Richiesta di lavoro:
Per favore, prosegui l'articolo sui 25 anni di potere di Vladimir Putin a partire dall'ultima frase riportata.

Brano da esaminare:
+ + + +

Il ritratto

Vladimir Putin, 25 anni di potere con l’ossessione dell’Occidente

l presidente russo si insediò al Cremlino il 31 dicembre 1999 su indicazione di Borís Él’cin - Da allora è stato eletto quattro volte - Sul suo futuro peseranno inevitabilmente le scelte di Stati Uniti e Cina - Le riflessioni e le analisi degli storici Mara Morini e Andrea Romano
Vladimir Putin è al potere in Russia da 25 anni. Entrò al Cremlino ad interim il 31 dicembre 1999 subentrando a Él’cin. © KEYSTONE/EPA PHOTO/ITAR-TASS/STR
Dario Campione
31.12.2024 06:00

Venerdì 31 dicembre 1999. Mentre i moderni millenaristi si interrogano angosciati su una possibile, «nuova» fine del mondo, stavolta legata al caos che l’imminente triplo zero del calendario potrebbe ingenerare nelle memorie dei computer, a Mosca il presidente Borís Él’cin annuncia in diretta Tv le sue dimissioni, tre mesi prima della naturale scadenza del mandato. Stanco, visibilmente confuso, quasi certamente preda ormai sconfitta dell’alcol, Él’cin nomina successore ad interim il primo ministro Vladimir Putin, 48 anni, fino a poco tempo prima oscuro componente di seconda fila dello staff del Cremlino. Un uomo sul futuro del quale nessuno, in quel momento, avrebbe probabilmente scommesso un copeco.

+ + + +

Dati di ancoraggio di oggetti in linguaggio naturale:
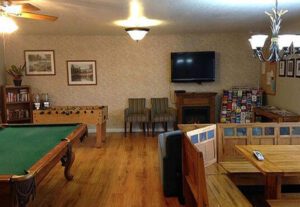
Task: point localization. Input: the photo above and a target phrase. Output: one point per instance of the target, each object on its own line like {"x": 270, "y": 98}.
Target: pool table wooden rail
{"x": 94, "y": 115}
{"x": 62, "y": 152}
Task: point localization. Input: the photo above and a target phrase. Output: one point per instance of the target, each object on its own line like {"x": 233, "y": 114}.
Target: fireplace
{"x": 195, "y": 114}
{"x": 195, "y": 107}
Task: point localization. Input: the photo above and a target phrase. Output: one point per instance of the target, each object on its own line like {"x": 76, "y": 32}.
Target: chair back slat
{"x": 136, "y": 105}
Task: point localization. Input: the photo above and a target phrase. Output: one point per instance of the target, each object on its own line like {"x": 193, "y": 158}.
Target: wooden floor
{"x": 124, "y": 173}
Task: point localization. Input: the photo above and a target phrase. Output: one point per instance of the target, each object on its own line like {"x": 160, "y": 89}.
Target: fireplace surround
{"x": 195, "y": 107}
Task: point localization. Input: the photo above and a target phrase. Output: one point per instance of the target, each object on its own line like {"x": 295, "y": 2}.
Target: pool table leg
{"x": 67, "y": 161}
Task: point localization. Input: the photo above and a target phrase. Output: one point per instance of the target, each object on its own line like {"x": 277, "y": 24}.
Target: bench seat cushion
{"x": 222, "y": 191}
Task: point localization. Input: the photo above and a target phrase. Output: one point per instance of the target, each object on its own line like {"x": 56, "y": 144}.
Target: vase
{"x": 17, "y": 82}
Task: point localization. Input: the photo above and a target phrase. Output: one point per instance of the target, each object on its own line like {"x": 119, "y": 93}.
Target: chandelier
{"x": 7, "y": 25}
{"x": 137, "y": 33}
{"x": 282, "y": 47}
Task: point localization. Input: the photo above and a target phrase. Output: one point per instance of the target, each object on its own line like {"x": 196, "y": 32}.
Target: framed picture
{"x": 39, "y": 62}
{"x": 282, "y": 68}
{"x": 290, "y": 68}
{"x": 82, "y": 72}
{"x": 297, "y": 68}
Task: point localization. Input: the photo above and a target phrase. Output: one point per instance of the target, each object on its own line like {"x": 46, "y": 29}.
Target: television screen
{"x": 193, "y": 66}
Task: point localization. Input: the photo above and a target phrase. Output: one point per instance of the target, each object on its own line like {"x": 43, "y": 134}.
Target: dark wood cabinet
{"x": 16, "y": 104}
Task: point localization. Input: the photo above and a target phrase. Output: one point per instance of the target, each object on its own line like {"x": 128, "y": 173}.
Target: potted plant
{"x": 16, "y": 72}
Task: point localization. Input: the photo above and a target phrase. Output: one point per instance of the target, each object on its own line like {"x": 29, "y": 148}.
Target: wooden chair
{"x": 136, "y": 113}
{"x": 161, "y": 113}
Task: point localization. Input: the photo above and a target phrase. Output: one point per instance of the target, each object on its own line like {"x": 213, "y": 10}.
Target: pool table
{"x": 29, "y": 152}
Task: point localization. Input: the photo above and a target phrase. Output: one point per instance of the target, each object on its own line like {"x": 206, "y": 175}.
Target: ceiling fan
{"x": 17, "y": 8}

+ + + +

Problema risolto:
La storia è andata diversamente. Dopo un quarto di secolo, Putin è ancora saldamente insediato tra le mura della cittadella fortificata che domina la collina Borovickij, sulla riva sinistra della Moscova. Da leader provvisorio di una democrazia fragile si è trasformato in dittatore e, soprattutto, in uno degli avversari più irriducibili dell’Occidente.

© KEYSTONE/EPA PHOTO/ITAR-TASS/STR
© KEYSTONE/EPA PHOTO/ITAR-TASS/STR

Lo scambio

Ma chi è, davvero, Vladimir Putin? Com’è stato possibile, per lui, conquistare il potere? In che modo lo ha mantenuto? E che cosa è davvero disposto a fare, in futuro, per non abdicare al suo ruolo?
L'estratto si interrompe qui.